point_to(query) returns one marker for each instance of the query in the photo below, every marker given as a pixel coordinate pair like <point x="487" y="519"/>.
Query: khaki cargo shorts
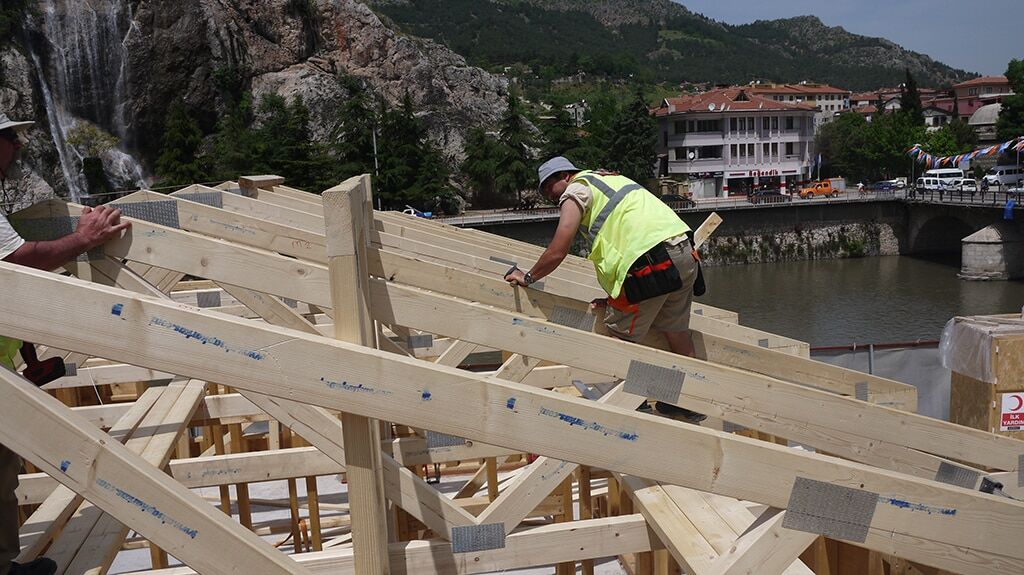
<point x="670" y="312"/>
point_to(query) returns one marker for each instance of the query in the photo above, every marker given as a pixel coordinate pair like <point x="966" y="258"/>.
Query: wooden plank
<point x="51" y="516"/>
<point x="346" y="241"/>
<point x="308" y="363"/>
<point x="767" y="548"/>
<point x="156" y="447"/>
<point x="82" y="457"/>
<point x="542" y="545"/>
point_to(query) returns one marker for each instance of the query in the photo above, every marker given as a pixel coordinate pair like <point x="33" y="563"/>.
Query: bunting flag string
<point x="930" y="161"/>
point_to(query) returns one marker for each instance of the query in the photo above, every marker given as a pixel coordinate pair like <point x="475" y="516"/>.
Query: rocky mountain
<point x="659" y="40"/>
<point x="121" y="63"/>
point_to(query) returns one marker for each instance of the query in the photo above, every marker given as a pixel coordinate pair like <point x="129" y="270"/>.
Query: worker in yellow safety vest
<point x="639" y="248"/>
<point x="95" y="227"/>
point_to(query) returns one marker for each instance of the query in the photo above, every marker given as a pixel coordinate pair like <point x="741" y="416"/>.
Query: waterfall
<point x="84" y="78"/>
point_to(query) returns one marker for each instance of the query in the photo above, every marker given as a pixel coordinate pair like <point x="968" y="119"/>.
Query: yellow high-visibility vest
<point x="623" y="222"/>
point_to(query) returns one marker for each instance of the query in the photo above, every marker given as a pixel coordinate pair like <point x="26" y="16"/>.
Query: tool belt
<point x="652" y="274"/>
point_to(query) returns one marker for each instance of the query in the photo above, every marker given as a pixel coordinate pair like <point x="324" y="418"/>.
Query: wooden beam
<point x="346" y="242"/>
<point x="538" y="546"/>
<point x="376" y="384"/>
<point x="54" y="439"/>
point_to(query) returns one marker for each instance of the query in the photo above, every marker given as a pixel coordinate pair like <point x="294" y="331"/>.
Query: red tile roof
<point x="725" y="99"/>
<point x="1000" y="80"/>
<point x="796" y="89"/>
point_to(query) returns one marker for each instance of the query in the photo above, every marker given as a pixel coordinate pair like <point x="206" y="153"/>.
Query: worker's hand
<point x="98" y="225"/>
<point x="516" y="277"/>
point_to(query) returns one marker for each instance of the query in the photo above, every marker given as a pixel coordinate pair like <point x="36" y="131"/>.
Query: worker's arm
<point x="568" y="221"/>
<point x="94" y="228"/>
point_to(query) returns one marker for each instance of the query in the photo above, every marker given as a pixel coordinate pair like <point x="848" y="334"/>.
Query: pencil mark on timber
<point x="591" y="426"/>
<point x="537" y="327"/>
<point x="146" y="507"/>
<point x="206" y="340"/>
<point x="358" y="388"/>
<point x="737" y="350"/>
<point x="930" y="510"/>
<point x="233" y="227"/>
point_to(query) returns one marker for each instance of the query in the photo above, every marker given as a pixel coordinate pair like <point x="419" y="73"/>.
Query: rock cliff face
<point x="298" y="47"/>
<point x="183" y="49"/>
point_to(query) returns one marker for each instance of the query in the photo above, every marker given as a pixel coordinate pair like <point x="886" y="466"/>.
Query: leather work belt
<point x="652" y="274"/>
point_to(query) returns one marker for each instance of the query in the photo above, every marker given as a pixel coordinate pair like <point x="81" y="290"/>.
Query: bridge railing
<point x="991" y="197"/>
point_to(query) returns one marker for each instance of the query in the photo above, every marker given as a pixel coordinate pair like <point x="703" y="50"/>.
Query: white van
<point x="1005" y="175"/>
<point x="946" y="177"/>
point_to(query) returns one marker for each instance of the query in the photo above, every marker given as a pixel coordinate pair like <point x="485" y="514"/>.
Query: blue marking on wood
<point x="591" y="426"/>
<point x="930" y="510"/>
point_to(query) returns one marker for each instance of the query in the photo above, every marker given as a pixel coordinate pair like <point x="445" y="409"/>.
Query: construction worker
<point x="94" y="227"/>
<point x="640" y="250"/>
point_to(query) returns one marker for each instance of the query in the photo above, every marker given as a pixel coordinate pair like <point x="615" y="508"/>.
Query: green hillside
<point x="658" y="41"/>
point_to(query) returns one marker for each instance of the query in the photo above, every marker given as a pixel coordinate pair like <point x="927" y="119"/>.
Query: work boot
<point x="679" y="413"/>
<point x="41" y="566"/>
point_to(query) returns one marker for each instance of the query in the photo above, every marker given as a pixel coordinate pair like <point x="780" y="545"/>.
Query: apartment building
<point x="828" y="99"/>
<point x="729" y="141"/>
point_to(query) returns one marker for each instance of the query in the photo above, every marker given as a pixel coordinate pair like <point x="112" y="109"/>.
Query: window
<point x="707" y="151"/>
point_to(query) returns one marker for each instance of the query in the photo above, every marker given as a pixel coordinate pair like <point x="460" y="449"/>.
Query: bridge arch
<point x="939" y="234"/>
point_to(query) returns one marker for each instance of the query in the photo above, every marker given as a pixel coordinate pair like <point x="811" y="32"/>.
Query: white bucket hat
<point x="552" y="167"/>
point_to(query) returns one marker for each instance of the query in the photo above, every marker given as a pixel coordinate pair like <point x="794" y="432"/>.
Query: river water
<point x="855" y="301"/>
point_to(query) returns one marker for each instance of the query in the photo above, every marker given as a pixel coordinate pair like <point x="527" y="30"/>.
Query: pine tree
<point x="560" y="136"/>
<point x="412" y="169"/>
<point x="909" y="100"/>
<point x="353" y="137"/>
<point x="483" y="157"/>
<point x="179" y="162"/>
<point x="517" y="170"/>
<point x="633" y="149"/>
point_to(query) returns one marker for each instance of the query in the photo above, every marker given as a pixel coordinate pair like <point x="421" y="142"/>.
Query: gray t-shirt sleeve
<point x="9" y="239"/>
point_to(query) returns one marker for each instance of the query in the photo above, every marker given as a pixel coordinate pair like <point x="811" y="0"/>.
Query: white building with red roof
<point x="828" y="99"/>
<point x="733" y="141"/>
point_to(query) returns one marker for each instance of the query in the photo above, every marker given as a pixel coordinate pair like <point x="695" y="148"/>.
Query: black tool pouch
<point x="651" y="275"/>
<point x="699" y="288"/>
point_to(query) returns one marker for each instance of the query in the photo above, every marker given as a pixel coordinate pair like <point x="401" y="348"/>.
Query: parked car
<point x="768" y="196"/>
<point x="676" y="201"/>
<point x="969" y="185"/>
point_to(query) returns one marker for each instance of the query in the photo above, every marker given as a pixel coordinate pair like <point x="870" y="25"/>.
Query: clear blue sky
<point x="979" y="36"/>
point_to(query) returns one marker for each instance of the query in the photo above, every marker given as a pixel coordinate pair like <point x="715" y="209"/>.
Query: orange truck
<point x="828" y="188"/>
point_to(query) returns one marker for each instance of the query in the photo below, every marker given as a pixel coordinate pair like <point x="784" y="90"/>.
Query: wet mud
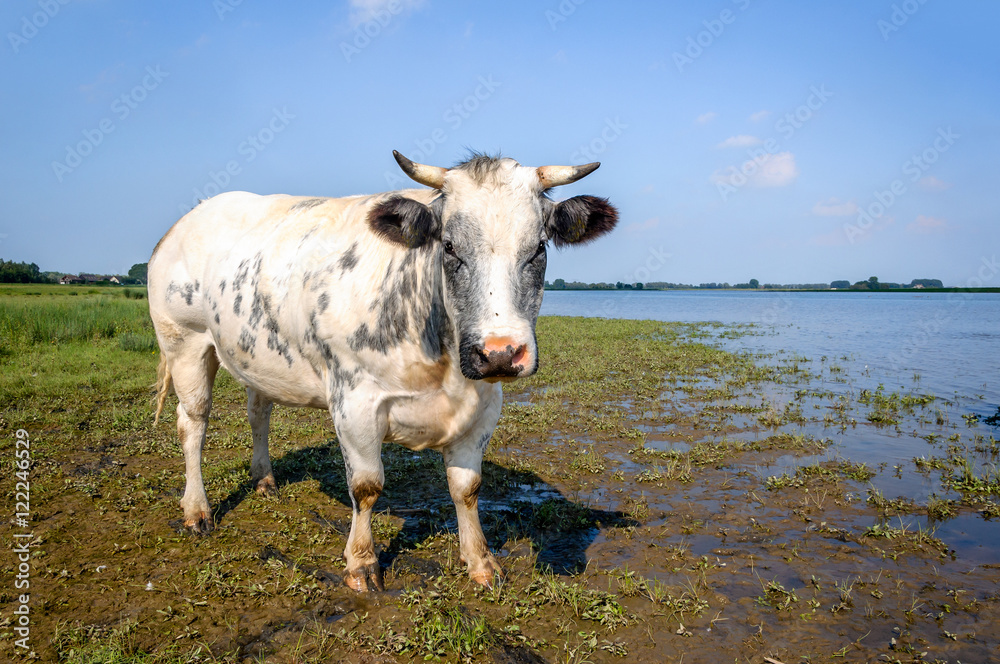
<point x="651" y="497"/>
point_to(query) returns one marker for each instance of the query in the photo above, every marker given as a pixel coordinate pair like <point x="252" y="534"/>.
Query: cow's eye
<point x="540" y="251"/>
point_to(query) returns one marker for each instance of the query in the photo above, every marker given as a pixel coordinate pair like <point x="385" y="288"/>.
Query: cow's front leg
<point x="259" y="414"/>
<point x="464" y="465"/>
<point x="361" y="444"/>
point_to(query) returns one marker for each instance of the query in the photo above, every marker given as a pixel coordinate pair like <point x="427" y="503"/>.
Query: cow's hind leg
<point x="193" y="368"/>
<point x="463" y="462"/>
<point x="259" y="414"/>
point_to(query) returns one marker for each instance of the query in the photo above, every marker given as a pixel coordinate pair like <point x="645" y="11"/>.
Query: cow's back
<point x="278" y="284"/>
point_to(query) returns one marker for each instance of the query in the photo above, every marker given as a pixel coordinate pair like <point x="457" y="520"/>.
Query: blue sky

***

» **EXERCISE PROMPT**: Select and reproduce each line of the material above in which the word "vest" appears.

» **EXERCISE SOLUTION**:
Query: worker in yellow safety vest
Query: yellow high-visibility vest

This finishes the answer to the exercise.